Return all of the data exactly, omitting any images.

Stored items
=== Section Start ===

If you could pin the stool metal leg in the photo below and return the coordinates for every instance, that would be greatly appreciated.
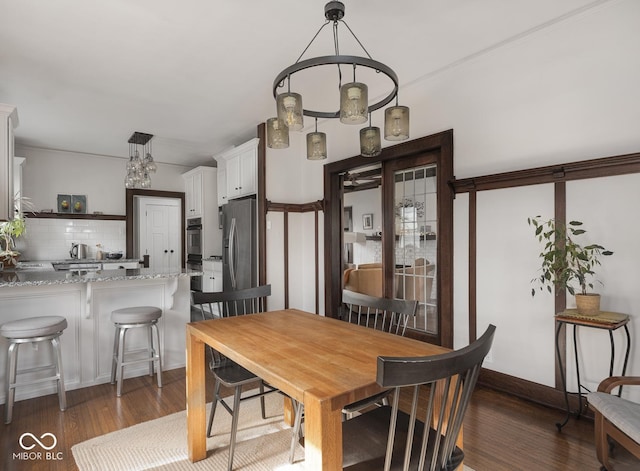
(12, 363)
(114, 358)
(150, 348)
(62, 397)
(156, 352)
(119, 366)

=== Section End ===

__ANSWER FOR THE TASK__:
If you could pin the stool metal leg in the photo below and return the coordinates for every instance, that would be greatly appreciated.
(12, 363)
(114, 358)
(150, 348)
(62, 397)
(156, 352)
(119, 366)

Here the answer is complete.